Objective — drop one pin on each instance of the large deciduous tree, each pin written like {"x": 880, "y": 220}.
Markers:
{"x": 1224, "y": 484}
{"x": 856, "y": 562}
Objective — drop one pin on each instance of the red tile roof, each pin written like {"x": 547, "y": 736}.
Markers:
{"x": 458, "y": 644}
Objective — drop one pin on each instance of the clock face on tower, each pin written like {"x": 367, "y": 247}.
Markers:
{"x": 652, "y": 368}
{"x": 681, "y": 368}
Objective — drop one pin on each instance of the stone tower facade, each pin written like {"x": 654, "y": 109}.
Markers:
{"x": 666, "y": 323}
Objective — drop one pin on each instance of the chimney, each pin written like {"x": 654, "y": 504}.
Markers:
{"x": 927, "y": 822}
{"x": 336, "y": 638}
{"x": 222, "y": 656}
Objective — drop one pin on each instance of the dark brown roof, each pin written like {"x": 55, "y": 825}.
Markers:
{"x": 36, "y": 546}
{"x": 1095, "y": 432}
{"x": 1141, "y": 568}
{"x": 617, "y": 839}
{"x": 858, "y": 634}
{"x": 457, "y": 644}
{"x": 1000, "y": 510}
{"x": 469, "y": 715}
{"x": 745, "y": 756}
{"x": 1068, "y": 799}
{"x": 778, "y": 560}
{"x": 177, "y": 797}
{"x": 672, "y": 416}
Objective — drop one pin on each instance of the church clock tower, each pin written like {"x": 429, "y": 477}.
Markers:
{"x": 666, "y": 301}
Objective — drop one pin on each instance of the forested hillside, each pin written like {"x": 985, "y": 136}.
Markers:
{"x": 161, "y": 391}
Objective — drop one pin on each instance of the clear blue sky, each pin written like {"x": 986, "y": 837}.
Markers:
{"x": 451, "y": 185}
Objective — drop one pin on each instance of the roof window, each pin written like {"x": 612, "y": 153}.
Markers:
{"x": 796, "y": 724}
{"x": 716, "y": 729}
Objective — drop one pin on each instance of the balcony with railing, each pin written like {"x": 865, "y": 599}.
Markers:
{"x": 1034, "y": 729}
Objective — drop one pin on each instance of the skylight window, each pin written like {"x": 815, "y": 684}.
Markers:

What is expected -> Starting with the line containing "Objective — drop one pin on each instance of the clear" and going on through the end of the records, reproduce every line, requests included, with each x and y coordinate under "Markers:" multiplied by 2.45 and rounded to a whole number, halves rounded up. Leave the coordinates in the requests' format samples unchanged.

Result below ->
Objective — drop one pin on each instance of the clear blue sky, each pin written like {"x": 986, "y": 837}.
Markers:
{"x": 1105, "y": 453}
Objective — drop one pin on each instance of the roof window, each pin written like {"x": 612, "y": 153}.
Markers:
{"x": 1950, "y": 1774}
{"x": 1754, "y": 1786}
Objective — drop one pin on each instance of the balcony with railing, each pin written like {"x": 865, "y": 599}.
Markers:
{"x": 2533, "y": 1786}
Objective — drop one pin on each instance of the skylight window, each pin written like {"x": 815, "y": 684}.
Markers:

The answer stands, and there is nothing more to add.